• Document section
AI Outperforms Human Doctors in Emergency Room Diagnosis, New Study Reveals

By admin | May 03, 2026 | 2 min read

A recent study has explored how large language models perform in various medical scenarios, including real emergency room cases—where one model appeared to outperform human doctors in accuracy. Published this week in *Science*, the research was conducted by a team of physicians and computer scientists from Harvard Medical School and Beth Israel Deaconess Medical Center. The investigators ran multiple experiments to compare OpenAI’s models with human physicians. In one experiment, they analyzed 76 patients who visited the Beth Israel emergency room, contrasting diagnoses from two attending physicians with those generated by OpenAI’s o1 and 4o models. Two other attending physicians, unaware of which diagnoses came from humans or AI, evaluated the results. “At each diagnostic touchpoint, o1 either performed nominally better than or on par with the two attending physicians and 4o,” the study noted, adding that the differences “were especially pronounced at the first diagnostic touchpoint (initial ER triage), where there is the least information available about the patient and the most urgency to make the correct decision.”

• Problem details
How many patients from the Beth Israel emergency room were analyzed in the study the article reports?

• Extracted data
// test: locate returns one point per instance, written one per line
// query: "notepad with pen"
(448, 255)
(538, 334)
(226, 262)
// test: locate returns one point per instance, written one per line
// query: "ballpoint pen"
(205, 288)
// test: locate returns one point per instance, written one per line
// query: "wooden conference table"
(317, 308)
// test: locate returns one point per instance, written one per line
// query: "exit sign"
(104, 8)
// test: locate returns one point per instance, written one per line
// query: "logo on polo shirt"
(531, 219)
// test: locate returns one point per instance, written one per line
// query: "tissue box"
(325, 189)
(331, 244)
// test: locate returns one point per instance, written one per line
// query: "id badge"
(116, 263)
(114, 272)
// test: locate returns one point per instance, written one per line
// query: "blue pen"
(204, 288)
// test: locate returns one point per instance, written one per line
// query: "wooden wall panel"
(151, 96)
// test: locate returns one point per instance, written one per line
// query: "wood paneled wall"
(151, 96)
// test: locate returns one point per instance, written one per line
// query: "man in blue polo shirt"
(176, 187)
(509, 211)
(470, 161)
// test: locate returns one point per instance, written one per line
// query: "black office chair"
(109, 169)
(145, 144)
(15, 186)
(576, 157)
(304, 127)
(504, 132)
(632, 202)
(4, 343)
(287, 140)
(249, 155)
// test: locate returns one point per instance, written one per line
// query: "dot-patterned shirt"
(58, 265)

* * *

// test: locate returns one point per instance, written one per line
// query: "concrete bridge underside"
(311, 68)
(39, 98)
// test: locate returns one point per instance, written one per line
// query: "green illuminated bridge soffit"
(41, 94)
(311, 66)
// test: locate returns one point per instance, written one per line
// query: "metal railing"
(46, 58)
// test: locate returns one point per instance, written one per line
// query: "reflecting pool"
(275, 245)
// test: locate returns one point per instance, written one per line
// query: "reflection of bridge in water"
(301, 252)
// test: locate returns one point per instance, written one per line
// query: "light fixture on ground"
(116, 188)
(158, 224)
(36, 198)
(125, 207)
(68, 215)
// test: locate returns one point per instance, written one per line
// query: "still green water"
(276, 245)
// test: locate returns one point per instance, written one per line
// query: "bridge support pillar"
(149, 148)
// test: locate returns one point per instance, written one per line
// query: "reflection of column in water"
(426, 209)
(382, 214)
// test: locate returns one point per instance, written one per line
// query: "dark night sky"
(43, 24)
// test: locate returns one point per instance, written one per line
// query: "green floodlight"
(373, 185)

• Output of the task
76 patients.